To be done -
Copy every line of the entries below without changing a single character.

____ Recorded data

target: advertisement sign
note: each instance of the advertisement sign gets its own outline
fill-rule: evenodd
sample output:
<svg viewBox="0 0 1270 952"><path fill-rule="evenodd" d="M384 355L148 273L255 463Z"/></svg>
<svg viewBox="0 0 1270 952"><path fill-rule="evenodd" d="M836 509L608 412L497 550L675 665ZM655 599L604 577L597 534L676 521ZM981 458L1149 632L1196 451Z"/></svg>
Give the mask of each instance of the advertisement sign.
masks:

________

Result for this exercise -
target: advertisement sign
note: each instance of the advertisement sign gets its own outline
fill-rule: evenodd
sample output:
<svg viewBox="0 0 1270 952"><path fill-rule="evenodd" d="M384 355L148 273L255 463Z"/></svg>
<svg viewBox="0 0 1270 952"><path fill-rule="evenodd" d="M836 509L608 412L497 550L675 665ZM655 599L604 577L597 534L676 521ZM981 458L1149 632L1196 451Z"/></svg>
Give the mask of each instance of the advertisement sign.
masks:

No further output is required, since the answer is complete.